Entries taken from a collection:
<<<<
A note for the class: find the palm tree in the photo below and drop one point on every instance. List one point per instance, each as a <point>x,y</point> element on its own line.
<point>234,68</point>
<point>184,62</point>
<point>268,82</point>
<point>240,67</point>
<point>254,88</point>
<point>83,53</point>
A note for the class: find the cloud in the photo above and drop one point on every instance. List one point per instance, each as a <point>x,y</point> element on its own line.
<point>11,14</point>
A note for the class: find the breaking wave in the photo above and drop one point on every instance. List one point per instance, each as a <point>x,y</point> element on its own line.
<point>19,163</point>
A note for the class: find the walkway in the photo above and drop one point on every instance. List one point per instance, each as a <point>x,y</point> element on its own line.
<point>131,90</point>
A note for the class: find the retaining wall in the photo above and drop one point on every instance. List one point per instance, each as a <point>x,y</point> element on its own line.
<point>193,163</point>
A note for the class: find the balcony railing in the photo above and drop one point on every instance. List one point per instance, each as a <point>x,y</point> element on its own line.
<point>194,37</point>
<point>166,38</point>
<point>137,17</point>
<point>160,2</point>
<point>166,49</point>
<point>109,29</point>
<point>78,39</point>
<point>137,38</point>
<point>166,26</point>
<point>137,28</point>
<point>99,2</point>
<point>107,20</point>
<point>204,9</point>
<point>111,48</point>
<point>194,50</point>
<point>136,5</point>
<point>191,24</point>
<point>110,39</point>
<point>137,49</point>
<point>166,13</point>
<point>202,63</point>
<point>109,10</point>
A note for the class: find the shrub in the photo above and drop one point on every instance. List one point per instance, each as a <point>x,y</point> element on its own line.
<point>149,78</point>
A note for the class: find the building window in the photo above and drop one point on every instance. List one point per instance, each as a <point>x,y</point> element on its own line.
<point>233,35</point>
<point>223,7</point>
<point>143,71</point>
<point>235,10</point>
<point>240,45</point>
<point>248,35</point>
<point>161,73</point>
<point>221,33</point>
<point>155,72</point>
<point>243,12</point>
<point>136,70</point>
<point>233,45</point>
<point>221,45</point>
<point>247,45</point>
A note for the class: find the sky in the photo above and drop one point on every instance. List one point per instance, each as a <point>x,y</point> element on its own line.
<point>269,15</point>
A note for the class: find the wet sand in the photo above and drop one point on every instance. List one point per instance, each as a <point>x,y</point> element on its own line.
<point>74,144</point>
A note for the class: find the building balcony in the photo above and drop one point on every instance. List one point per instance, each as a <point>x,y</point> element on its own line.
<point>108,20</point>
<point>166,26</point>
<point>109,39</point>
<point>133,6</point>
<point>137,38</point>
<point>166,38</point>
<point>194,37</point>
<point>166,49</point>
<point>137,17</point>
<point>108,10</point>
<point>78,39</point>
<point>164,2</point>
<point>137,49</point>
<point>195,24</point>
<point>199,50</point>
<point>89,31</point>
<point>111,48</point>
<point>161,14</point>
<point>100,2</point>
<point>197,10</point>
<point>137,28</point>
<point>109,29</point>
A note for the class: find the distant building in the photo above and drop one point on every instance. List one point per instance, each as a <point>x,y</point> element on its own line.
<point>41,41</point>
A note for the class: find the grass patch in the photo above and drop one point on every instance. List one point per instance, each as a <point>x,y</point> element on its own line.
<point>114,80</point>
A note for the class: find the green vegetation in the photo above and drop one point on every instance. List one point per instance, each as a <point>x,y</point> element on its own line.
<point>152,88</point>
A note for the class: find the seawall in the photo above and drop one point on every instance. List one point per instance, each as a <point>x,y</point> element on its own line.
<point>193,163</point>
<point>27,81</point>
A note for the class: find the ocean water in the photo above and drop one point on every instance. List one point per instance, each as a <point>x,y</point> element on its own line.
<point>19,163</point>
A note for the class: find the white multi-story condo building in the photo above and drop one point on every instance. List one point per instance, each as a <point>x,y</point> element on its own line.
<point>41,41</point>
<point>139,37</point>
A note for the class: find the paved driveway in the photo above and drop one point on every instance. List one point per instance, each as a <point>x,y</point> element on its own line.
>>>>
## TASK:
Using the exact wording, transcribe all the records above.

## RESULT FOR THIS EXERCISE:
A note for the class: find the palm tree in the photo below and drop one point on every instance. List one point per instance, each as a <point>x,y</point> element on its own line.
<point>234,68</point>
<point>184,62</point>
<point>268,82</point>
<point>240,67</point>
<point>254,88</point>
<point>83,53</point>
A note for the class: find the cloud in the photo above and drop one point on every instance. List one point per instance, each as a <point>x,y</point> element on its own line.
<point>11,14</point>
A note for the class: find the breaking wave in the photo above and drop one point on every instance. List one point per instance, each as a <point>x,y</point> element on its own line.
<point>19,163</point>
A note for the class: find the walkway in the photo above and drop one point on every instance. List one point per instance, each as a <point>x,y</point> element on its own line.
<point>131,90</point>
A note for the class: find the retaining wall in the photo above and drop one point on every instance. List one point per instance, each as a <point>x,y</point> element on its own line.
<point>193,163</point>
A note for the class: find the balcony railing in the photo above and drop one point on every instance. List one point per instance, each as a <point>x,y</point> element on its own line.
<point>194,37</point>
<point>166,38</point>
<point>137,17</point>
<point>160,2</point>
<point>166,49</point>
<point>109,29</point>
<point>78,39</point>
<point>137,38</point>
<point>166,26</point>
<point>137,28</point>
<point>99,2</point>
<point>107,20</point>
<point>204,9</point>
<point>111,48</point>
<point>194,50</point>
<point>136,5</point>
<point>191,24</point>
<point>110,39</point>
<point>137,49</point>
<point>166,13</point>
<point>202,63</point>
<point>109,10</point>
A note for the class: find the shrub in the photo above and drop one point on every instance. List one point per instance, each as a <point>x,y</point> element on its own line.
<point>149,78</point>
A note for the class: find the building window in the photo above and drop one point on every instance. List one point per instance, each as a <point>x,y</point> element on its own line.
<point>233,35</point>
<point>223,7</point>
<point>143,71</point>
<point>235,10</point>
<point>240,45</point>
<point>248,35</point>
<point>161,73</point>
<point>221,33</point>
<point>155,72</point>
<point>243,12</point>
<point>136,70</point>
<point>233,45</point>
<point>221,45</point>
<point>247,45</point>
A note for the class: find the sky in the photo above and drop one point on every instance. List one point per instance, each as a <point>x,y</point> element on its own line.
<point>269,15</point>
A note for the class: find the wet sand in the photo above and drop one point on every instance. List one point per instance, each as a <point>x,y</point> element on its own line.
<point>74,144</point>
A note for the class: find the building balcony in the photo above and drop one point on every instance. List one point per instance, each as a <point>x,y</point> element on its own line.
<point>108,20</point>
<point>166,26</point>
<point>109,39</point>
<point>133,6</point>
<point>137,38</point>
<point>166,38</point>
<point>194,37</point>
<point>166,49</point>
<point>137,17</point>
<point>108,10</point>
<point>78,39</point>
<point>164,2</point>
<point>137,49</point>
<point>195,24</point>
<point>199,50</point>
<point>89,31</point>
<point>111,48</point>
<point>161,14</point>
<point>100,2</point>
<point>197,10</point>
<point>137,28</point>
<point>109,29</point>
A note for the class: find the distant building in the photo above and drop one point on every instance. List one point per instance, each as a <point>x,y</point> element on its own line.
<point>41,41</point>
A note for the class: find the grass patch in the photo above and drop one point on every instance. List one point per instance, each as a <point>x,y</point> element on its own line.
<point>114,80</point>
A note for the class: find the green vegetation in the photo above and drop one point on every instance. List one point per instance, each as a <point>x,y</point> element on its own line.
<point>152,88</point>
A note for the class: find the seawall in the photo above and drop one point on every instance. List one point per instance, each as a <point>x,y</point> element on its own line.
<point>193,163</point>
<point>27,81</point>
A note for the class: find the ocean water in the photo above and drop one point on every instance. List one point per instance, each as a <point>x,y</point> element on its own line.
<point>19,163</point>
A note for the class: find the white multi-story condo building in the photo above and drop one point on every instance. List one point per instance, each as a <point>x,y</point> element on its own line.
<point>41,41</point>
<point>139,37</point>
A note for the class: find the paved driveway in the photo above and drop one point on every instance. List one point per instance, each as a <point>x,y</point> element on its own line.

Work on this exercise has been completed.